#### [DIRECTIONS]
State how many lines of the records include the word "instance"; the reply is that number alone.

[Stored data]
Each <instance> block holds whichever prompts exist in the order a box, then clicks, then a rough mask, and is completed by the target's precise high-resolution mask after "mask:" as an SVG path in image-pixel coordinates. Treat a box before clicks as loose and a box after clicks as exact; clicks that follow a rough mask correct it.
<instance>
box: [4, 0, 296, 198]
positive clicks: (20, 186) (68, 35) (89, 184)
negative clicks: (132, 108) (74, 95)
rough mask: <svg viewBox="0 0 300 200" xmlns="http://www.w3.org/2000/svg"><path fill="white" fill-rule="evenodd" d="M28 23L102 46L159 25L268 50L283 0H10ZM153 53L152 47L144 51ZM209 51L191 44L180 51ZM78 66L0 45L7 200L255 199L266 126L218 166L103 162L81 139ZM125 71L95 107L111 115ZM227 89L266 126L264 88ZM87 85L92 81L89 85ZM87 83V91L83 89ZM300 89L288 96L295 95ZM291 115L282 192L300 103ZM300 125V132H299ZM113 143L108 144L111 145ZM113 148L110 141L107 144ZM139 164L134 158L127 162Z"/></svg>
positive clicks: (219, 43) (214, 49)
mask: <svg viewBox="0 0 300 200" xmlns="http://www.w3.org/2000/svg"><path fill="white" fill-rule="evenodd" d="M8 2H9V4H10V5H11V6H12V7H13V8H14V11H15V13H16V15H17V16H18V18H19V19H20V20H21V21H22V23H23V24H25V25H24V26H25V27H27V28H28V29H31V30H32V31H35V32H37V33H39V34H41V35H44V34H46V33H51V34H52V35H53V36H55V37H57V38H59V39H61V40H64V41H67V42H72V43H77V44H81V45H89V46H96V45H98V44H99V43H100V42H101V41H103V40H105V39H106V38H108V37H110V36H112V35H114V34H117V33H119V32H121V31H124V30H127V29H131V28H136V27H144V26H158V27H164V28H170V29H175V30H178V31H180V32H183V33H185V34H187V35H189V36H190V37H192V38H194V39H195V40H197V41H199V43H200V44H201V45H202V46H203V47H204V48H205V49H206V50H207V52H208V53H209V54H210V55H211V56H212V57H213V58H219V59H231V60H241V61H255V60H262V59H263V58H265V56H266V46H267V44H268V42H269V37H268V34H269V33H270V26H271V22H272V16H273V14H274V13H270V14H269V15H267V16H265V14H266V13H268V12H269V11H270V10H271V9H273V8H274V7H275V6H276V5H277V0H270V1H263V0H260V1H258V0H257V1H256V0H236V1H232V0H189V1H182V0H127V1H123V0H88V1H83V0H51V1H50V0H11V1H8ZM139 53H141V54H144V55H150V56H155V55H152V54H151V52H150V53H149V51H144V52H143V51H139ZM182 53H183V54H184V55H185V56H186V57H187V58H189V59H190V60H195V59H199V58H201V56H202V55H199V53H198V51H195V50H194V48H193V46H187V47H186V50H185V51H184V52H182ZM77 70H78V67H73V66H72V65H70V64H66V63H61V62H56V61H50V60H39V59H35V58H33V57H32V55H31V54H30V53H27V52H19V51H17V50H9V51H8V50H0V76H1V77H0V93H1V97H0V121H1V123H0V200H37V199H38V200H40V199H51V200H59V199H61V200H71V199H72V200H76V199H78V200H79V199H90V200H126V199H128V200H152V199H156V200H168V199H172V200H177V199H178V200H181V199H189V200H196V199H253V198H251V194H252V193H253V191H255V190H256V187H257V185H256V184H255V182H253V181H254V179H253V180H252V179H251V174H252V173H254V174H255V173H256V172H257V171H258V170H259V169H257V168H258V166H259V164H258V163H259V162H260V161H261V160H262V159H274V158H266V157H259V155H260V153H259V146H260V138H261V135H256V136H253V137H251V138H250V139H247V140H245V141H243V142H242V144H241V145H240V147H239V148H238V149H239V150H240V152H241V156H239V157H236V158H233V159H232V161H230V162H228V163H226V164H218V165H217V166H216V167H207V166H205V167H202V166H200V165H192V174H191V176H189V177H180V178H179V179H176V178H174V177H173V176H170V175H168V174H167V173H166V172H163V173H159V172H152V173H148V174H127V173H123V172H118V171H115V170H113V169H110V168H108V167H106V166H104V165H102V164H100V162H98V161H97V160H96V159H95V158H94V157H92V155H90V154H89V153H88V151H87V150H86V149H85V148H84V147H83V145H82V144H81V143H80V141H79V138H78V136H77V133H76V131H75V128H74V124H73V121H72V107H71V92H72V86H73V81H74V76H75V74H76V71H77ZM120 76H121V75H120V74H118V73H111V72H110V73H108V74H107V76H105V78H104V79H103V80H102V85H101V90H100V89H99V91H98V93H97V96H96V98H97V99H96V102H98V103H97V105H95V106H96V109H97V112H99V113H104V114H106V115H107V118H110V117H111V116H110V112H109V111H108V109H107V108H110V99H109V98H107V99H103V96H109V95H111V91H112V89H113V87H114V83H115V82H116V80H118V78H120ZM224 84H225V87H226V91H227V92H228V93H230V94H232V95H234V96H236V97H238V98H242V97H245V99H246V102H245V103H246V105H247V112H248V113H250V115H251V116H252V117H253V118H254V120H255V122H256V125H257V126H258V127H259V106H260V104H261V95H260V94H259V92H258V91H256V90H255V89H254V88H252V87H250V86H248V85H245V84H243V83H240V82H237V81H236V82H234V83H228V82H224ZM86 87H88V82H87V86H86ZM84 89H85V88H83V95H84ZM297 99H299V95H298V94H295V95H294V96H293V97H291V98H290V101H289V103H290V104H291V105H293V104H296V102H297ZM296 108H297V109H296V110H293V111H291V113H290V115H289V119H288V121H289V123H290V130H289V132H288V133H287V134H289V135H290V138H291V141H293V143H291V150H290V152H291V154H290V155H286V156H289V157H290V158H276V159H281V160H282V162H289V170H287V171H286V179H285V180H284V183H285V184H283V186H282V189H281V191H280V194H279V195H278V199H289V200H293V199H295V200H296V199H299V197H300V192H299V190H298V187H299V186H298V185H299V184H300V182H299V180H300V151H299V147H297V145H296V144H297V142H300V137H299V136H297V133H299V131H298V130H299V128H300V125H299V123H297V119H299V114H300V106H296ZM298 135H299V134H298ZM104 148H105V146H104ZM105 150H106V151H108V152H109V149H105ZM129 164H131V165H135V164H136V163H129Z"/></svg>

#### [RESULT FOR THIS TASK]
2